● EXERCISE DIRECTIONS
Everything from the line with "Where can the man in plaid" to the end of the data should be restated word for word, and nothing before it.

Pointing and labeling entries:
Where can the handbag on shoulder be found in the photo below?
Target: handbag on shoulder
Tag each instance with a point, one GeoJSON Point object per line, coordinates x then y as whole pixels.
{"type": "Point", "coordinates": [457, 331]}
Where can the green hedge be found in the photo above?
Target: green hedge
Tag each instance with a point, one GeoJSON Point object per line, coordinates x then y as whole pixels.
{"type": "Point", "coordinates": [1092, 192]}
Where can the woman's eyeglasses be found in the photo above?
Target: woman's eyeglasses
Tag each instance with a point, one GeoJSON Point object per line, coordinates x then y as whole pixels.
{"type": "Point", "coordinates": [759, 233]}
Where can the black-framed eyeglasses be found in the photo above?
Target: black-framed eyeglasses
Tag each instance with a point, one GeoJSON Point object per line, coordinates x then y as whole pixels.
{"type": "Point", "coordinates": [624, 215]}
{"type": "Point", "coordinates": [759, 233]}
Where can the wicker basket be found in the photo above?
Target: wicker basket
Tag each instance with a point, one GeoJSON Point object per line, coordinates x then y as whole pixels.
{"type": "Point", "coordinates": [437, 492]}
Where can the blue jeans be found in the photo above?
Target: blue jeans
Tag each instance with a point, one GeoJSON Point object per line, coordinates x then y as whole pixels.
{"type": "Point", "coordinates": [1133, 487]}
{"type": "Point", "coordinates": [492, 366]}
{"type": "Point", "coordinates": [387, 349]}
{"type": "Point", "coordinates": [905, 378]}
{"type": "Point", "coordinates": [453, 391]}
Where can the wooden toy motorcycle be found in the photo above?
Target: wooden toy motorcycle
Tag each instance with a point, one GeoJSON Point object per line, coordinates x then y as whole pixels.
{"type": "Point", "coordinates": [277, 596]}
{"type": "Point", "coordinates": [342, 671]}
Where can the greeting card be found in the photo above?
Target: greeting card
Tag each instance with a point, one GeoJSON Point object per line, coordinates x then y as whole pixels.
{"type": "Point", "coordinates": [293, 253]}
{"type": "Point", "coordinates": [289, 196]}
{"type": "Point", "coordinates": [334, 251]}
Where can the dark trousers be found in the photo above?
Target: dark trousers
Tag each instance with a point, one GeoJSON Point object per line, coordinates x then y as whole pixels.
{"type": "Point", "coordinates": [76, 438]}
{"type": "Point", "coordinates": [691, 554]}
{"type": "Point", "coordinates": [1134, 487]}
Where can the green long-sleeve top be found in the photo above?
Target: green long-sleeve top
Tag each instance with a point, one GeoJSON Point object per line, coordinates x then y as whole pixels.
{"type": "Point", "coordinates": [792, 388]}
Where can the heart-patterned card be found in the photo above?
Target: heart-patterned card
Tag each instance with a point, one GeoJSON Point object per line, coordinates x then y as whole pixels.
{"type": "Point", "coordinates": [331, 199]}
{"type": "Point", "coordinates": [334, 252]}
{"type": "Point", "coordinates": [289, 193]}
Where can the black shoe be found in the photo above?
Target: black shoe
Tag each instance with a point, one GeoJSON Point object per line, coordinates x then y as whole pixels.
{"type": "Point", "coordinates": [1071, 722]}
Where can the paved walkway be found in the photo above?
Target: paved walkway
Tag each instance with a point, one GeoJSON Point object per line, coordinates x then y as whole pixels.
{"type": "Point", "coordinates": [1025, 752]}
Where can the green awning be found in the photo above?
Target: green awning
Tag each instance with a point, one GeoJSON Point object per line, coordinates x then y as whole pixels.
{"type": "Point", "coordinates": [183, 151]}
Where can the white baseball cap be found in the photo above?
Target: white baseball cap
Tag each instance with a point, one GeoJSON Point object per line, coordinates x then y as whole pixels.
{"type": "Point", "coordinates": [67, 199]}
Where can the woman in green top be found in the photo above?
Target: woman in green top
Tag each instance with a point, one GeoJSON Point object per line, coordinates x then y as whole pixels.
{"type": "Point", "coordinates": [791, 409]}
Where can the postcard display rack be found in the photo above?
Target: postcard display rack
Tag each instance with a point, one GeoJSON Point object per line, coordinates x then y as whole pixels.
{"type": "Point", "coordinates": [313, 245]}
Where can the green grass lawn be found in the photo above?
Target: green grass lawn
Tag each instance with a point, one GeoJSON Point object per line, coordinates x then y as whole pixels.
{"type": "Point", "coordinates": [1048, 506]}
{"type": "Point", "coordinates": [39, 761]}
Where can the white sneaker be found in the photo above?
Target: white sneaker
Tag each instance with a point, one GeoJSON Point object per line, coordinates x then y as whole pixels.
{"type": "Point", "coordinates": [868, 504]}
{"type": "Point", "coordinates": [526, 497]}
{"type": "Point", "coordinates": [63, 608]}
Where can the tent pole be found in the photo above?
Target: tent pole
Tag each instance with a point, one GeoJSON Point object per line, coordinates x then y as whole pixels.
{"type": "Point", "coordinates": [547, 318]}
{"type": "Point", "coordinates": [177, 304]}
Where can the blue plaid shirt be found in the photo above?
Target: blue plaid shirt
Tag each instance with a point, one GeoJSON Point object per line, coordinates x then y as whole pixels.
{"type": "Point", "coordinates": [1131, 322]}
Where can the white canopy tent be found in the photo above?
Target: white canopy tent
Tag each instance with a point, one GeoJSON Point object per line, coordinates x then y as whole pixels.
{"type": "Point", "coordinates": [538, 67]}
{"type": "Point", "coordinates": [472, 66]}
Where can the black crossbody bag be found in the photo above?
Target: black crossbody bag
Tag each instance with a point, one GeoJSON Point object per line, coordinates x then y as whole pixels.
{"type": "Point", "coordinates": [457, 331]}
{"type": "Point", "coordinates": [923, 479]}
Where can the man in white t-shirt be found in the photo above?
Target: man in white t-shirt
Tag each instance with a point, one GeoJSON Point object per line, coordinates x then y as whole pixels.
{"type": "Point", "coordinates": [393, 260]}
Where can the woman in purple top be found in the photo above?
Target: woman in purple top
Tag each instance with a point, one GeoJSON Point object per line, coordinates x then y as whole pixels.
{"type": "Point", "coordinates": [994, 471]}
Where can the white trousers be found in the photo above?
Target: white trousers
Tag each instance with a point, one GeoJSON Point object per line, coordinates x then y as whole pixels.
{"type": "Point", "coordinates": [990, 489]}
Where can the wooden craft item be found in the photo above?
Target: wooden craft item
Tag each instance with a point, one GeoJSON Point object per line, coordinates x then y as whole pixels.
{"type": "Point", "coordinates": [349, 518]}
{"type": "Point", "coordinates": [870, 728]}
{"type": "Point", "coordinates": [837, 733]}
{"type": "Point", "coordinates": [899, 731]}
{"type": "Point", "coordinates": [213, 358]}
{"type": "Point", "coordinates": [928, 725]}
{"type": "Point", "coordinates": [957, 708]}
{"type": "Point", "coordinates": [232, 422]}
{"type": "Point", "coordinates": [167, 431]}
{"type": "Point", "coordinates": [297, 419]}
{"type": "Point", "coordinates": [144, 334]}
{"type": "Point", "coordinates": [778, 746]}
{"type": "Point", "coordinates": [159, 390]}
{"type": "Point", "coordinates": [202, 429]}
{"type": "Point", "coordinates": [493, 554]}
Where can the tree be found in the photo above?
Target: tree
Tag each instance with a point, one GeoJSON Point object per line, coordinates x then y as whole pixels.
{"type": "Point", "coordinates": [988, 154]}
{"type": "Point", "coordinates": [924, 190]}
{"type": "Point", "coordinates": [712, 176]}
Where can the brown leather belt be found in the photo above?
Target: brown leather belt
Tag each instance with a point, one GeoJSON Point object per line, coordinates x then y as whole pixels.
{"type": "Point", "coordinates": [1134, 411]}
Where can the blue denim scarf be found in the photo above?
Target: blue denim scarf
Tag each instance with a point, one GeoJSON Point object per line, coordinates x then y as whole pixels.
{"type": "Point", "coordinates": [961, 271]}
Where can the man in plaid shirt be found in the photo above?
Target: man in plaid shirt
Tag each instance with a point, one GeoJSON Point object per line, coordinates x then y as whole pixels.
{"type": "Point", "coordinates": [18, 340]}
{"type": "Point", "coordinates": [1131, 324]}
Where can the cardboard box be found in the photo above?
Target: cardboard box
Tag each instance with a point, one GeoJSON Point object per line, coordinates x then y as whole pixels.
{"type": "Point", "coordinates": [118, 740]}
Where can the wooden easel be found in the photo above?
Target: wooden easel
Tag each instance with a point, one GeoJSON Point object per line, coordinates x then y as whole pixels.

● CORRECT OUTPUT
Where can the man in plaid shirt be found in the photo above?
Target: man in plaid shirt
Tag each instance with a point, one GeoJSON Point object per line, coordinates x then y as whole pixels.
{"type": "Point", "coordinates": [18, 340]}
{"type": "Point", "coordinates": [1131, 324]}
Where can the cardboard box be found in the photo above?
Target: cardboard box
Tag each instance with a point, one GeoJSON Point object per line, coordinates x then y as whole pixels.
{"type": "Point", "coordinates": [118, 740]}
Where can the wooden easel be found in the photo above?
Target: wooden easel
Tag each instance with a point, one GeoJSON Point object per line, coordinates x then y as whole pixels.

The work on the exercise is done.